··· Provided information ···

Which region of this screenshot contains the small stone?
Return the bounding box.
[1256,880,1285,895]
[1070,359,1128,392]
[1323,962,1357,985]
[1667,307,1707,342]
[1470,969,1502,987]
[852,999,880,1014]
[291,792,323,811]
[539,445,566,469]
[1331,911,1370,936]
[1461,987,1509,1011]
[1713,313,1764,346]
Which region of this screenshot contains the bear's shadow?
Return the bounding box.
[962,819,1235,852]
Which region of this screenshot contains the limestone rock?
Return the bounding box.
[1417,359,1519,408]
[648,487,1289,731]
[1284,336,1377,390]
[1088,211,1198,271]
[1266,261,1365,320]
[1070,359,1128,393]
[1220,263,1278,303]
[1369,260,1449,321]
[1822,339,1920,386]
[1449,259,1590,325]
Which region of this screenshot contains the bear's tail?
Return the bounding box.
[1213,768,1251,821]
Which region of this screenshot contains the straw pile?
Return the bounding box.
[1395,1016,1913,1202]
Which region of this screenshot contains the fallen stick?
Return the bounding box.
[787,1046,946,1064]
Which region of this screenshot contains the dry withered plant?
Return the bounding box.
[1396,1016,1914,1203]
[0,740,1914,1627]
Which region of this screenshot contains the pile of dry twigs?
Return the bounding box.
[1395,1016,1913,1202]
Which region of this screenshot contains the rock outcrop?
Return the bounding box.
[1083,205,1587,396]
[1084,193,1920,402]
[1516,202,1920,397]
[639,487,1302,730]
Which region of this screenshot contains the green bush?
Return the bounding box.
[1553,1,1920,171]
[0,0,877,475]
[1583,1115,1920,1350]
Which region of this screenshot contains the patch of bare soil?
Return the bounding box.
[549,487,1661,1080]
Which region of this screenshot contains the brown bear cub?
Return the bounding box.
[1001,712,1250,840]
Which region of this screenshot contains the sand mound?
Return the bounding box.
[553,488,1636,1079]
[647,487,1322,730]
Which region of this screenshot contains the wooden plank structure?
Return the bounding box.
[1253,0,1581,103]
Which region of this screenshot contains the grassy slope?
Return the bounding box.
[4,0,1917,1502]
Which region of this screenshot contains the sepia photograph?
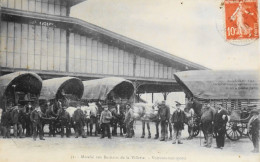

···

◆ Task directions
Reproduce word for word only the first line of the listing above and each line after it through the line with "Which region of this screenshot contains the limestone".

◆ Task result
Which region of this screenshot contains the small stone?
Return the bounding box.
[1256,880,1285,895]
[1070,359,1128,392]
[1323,962,1357,985]
[1667,307,1707,342]
[1470,969,1502,987]
[852,999,880,1014]
[291,792,323,811]
[539,445,566,469]
[1331,911,1370,936]
[1461,987,1509,1011]
[1713,313,1764,346]
Which region of this screenshot contains the bear's shadow?
Return the bounding box.
[962,819,1235,852]
Which region of this screenshot contains the limestone rock?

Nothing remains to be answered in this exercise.